**GIVEN EXERCISE:**
Reproduce the entries verbatim, from the first line up to and including the line that contains "Provide the outlines here.".

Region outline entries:
— start —

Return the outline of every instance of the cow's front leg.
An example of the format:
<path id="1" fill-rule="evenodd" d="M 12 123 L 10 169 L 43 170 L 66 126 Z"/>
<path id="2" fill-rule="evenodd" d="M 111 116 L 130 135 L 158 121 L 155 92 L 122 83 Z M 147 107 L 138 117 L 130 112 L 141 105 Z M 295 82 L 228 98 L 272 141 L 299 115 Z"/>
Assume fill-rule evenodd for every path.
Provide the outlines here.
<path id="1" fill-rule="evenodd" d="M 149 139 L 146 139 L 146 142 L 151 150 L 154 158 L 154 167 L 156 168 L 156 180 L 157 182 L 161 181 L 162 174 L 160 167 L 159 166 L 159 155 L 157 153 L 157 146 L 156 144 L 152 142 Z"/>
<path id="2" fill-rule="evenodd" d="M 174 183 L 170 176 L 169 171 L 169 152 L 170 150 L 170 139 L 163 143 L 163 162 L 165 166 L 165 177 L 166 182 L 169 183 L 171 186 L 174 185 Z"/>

— end —

**SOLUTION FOR THIS PROBLEM:**
Return the outline of every instance of the cow's front leg.
An example of the format:
<path id="1" fill-rule="evenodd" d="M 12 123 L 10 169 L 43 170 L 66 126 Z"/>
<path id="2" fill-rule="evenodd" d="M 111 116 L 130 135 L 158 121 L 155 92 L 122 83 Z M 147 107 L 138 117 L 130 112 L 141 105 Z M 295 82 L 228 98 L 272 141 L 299 115 Z"/>
Assume fill-rule evenodd for every path.
Provide the outlines here.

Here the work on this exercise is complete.